----- Document passage

Appearances and residencies

I’m proud to appear in the Word is Out program this year, part of Melbourne’s Midsumma festival.

I’ll be reading a snippet from Tragédie in Works in progress: other times on 19 January. Makes me a tad nervous – nobody but my uni colleagues have heard or read it before.

Then on 22 January I’m part of a panel (in excellent company) called Truth, dare and promises: issues in youth literature. Here’s the blurb:

Could Young Adult fiction be better described as ‘trauma’ fiction? Has it become too dark, or has it always been that way? If pressure on some writers, by agents and publishers, to ‘de-gay’ their characters is just about increasing sales potential, is this homophobic? Have supernatural themes gone too far? What ‘facts of life’ should young people be exposed to?

Sounds pretty good, eh? Wish I could just go along and listen but instead I’ll be trying to either get a word in edgeways or sound like I know what I’m talking about.

Residencies
Right now I’m blogging as the author in residence on inside a dog, the teen reading website of the State Library of Victoria. (That’s where I work part-time, too – but the residency is part of my author life, not my day job. I know. It’s complicated.

So over there you can find me rambling on about writing and reading and other stuff for the rest of January. Go take a look. Even if you’re not a teen reader. You know you want to.

Now some residency announcements.

I feel both honoured and very lucky to have been awarded residency fellowships for 2012 by Varuna Writers’ House and the May Gibbs Children’s Literature Trust.

Both are precious and named in honour of some of the country’s best loved writers. Varuna is Australia’s national residential writers’ house in the former home of writers Dr Eric Dark and Eleanor Dark, author of The Timeless Land. Varuna is in the Blue Mountains, and I’ll be there in April working on Tragédie


The May Gibbs Children’s Literature Trust supports writers and illustrators of books for children and young people by providing residencies in apartments in Adelaide, Brisbane and Canberra. Its purpose is:

… to ensure that the high quality of work attained by May Gibbs in her time is achieved by contemporary Austrailan children’s authors and illustrators; that they are able to retain the Australian voice and to develop the literary heritage of the future.

What better?

Thanks to the Trust, I’ll be spending a month in Brisbane working furiously on The Sultan’s Eyes over April/May.

So it’s a big year. And we’re only three weeks into it.

Lately I’ve been…

Blogging
In residence on inside a dog.
All January.

Watching
Albert Nobbs – Restrained Glenn Close playing opposite a hearty Janet McTeer. Always wonderful to see Pauline Collins, too. This time upstairs. Subtly and quietly tragic. The whole story. As indeed it must have been. And that’s all I can say without spoilers. Though perhaps the screenplay is just wee bit Banville.

----------

▶ [Exercise] Edit the blog post's passage that begins at the words "Sounds pretty good, eh?" and ends after "you want to.", putting "chatting" in place of "rambling on".

----- Data listing

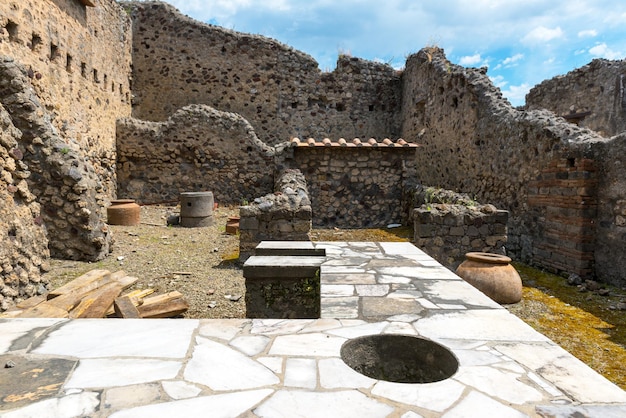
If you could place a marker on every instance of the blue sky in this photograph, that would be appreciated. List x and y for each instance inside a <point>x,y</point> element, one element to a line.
<point>521,42</point>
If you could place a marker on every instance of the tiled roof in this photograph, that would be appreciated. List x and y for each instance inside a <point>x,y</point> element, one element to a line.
<point>356,142</point>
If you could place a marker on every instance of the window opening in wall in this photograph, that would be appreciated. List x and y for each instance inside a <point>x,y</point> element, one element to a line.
<point>11,28</point>
<point>35,41</point>
<point>54,52</point>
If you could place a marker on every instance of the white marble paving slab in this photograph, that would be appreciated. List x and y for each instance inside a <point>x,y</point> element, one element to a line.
<point>278,326</point>
<point>91,338</point>
<point>250,345</point>
<point>330,290</point>
<point>275,364</point>
<point>223,329</point>
<point>335,374</point>
<point>401,328</point>
<point>499,384</point>
<point>456,292</point>
<point>483,325</point>
<point>475,405</point>
<point>225,405</point>
<point>223,368</point>
<point>401,248</point>
<point>373,328</point>
<point>180,390</point>
<point>436,396</point>
<point>322,324</point>
<point>13,329</point>
<point>344,404</point>
<point>76,405</point>
<point>565,371</point>
<point>102,373</point>
<point>307,345</point>
<point>123,397</point>
<point>427,273</point>
<point>372,289</point>
<point>301,373</point>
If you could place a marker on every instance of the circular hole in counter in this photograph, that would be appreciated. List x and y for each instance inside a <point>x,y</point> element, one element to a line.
<point>399,358</point>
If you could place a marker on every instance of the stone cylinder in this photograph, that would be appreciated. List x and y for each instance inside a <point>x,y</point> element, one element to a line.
<point>196,209</point>
<point>493,275</point>
<point>123,212</point>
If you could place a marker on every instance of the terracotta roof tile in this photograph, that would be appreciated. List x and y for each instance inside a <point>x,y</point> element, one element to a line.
<point>356,142</point>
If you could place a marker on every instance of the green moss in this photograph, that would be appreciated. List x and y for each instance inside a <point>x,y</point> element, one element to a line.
<point>581,322</point>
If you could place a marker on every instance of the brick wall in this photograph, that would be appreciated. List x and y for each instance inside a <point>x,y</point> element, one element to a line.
<point>563,199</point>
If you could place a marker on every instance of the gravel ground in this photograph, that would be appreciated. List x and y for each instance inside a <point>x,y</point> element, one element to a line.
<point>201,263</point>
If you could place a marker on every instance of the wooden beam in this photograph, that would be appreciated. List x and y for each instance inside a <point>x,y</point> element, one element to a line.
<point>125,308</point>
<point>163,306</point>
<point>84,280</point>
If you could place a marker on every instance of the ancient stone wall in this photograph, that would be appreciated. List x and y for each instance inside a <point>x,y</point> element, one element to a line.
<point>284,215</point>
<point>356,184</point>
<point>196,149</point>
<point>474,141</point>
<point>447,231</point>
<point>23,241</point>
<point>593,96</point>
<point>61,179</point>
<point>282,93</point>
<point>79,63</point>
<point>610,221</point>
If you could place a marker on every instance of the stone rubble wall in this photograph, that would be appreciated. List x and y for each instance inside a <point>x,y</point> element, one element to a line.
<point>197,149</point>
<point>79,63</point>
<point>448,225</point>
<point>356,187</point>
<point>282,92</point>
<point>62,180</point>
<point>474,141</point>
<point>610,220</point>
<point>23,241</point>
<point>593,96</point>
<point>284,215</point>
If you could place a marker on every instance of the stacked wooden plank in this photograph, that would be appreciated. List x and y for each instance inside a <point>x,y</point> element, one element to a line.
<point>98,294</point>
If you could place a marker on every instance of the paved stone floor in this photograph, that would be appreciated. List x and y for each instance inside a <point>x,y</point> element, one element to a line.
<point>293,368</point>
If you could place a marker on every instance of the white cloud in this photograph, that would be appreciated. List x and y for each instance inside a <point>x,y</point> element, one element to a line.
<point>512,60</point>
<point>589,33</point>
<point>542,34</point>
<point>603,51</point>
<point>517,94</point>
<point>470,60</point>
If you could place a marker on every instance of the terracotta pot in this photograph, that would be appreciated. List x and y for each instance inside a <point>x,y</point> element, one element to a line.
<point>123,212</point>
<point>493,275</point>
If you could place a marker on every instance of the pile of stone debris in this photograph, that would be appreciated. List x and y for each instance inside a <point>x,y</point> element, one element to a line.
<point>97,294</point>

----------

▶ [Answer]
Sounds pretty good, eh? Wish I could just go along and listen but instead I’ll be trying to either get a word in edgeways or sound like I know what I’m talking about.

Residencies
Right now I’m blogging as the author in residence on inside a dog, the teen reading website of the State Library of Victoria. (That’s where I work part-time, too – but the residency is part of my author life, not my day job. I know. It’s complicated.

So over there you can find me chatting about writing and reading and other stuff for the rest of January. Go take a look. Even if you’re not a teen reader. You know you want to.